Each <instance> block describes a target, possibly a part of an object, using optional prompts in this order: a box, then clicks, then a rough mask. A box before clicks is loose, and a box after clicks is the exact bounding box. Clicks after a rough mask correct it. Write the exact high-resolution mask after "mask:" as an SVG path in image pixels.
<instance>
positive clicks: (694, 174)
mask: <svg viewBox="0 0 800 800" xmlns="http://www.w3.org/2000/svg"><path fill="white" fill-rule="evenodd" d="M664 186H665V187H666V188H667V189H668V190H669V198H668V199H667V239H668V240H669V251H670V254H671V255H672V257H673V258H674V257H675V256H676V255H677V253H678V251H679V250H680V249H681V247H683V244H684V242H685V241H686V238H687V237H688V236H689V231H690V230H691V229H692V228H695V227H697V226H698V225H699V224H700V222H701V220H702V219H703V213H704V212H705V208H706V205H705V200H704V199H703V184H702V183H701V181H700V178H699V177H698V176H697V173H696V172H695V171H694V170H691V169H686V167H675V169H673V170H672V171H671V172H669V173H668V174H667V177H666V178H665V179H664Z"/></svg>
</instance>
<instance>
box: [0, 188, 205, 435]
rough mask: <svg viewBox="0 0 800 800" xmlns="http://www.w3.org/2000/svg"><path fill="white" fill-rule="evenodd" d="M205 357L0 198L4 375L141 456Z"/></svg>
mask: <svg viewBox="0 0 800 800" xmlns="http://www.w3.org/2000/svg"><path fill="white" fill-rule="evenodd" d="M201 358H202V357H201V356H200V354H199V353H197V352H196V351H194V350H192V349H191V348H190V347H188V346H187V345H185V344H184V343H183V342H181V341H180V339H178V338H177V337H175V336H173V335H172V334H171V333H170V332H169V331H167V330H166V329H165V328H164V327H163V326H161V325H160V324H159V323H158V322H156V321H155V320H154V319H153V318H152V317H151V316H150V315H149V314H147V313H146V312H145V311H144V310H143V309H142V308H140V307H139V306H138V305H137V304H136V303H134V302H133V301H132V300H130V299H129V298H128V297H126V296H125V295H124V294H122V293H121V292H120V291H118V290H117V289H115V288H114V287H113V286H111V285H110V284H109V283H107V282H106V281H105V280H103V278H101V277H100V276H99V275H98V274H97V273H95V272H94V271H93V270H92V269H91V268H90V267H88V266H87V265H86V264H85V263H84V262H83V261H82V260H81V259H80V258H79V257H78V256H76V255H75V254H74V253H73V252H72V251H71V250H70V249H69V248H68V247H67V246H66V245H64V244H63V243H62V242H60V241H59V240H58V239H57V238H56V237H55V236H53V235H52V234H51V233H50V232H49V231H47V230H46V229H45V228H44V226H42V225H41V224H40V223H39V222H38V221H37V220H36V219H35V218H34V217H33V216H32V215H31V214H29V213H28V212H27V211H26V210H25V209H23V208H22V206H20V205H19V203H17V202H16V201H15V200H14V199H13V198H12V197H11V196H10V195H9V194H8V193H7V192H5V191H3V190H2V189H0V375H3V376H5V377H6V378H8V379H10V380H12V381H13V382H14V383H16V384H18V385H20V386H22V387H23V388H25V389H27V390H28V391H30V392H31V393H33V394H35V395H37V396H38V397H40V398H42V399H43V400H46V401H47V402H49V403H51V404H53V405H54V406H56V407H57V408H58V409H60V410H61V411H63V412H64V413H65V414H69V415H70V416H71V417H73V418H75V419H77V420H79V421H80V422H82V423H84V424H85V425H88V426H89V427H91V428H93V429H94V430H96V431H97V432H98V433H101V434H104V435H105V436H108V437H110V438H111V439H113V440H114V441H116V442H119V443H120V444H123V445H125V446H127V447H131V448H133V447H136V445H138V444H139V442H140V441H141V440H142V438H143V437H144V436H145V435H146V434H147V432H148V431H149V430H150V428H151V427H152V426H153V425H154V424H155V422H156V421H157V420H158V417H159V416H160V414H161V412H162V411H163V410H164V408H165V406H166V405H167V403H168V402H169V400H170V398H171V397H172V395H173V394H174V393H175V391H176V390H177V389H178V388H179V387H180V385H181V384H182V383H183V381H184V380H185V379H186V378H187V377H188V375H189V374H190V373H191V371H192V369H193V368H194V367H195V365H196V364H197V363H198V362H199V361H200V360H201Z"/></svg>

=-=-=-=-=

Isolate each line of the listing above that includes "instance". Copy it.

Each <instance> block describes a target, possibly a part of an object, using optional prompts in this order: a box, then clicks, then a rough mask. A box before clicks is loose, and a box after clicks is the exact bounding box. Clicks after a rough mask correct it. Write the exact high-resolution mask after "mask:" as an SVG path in image pixels.
<instance>
</instance>
<instance>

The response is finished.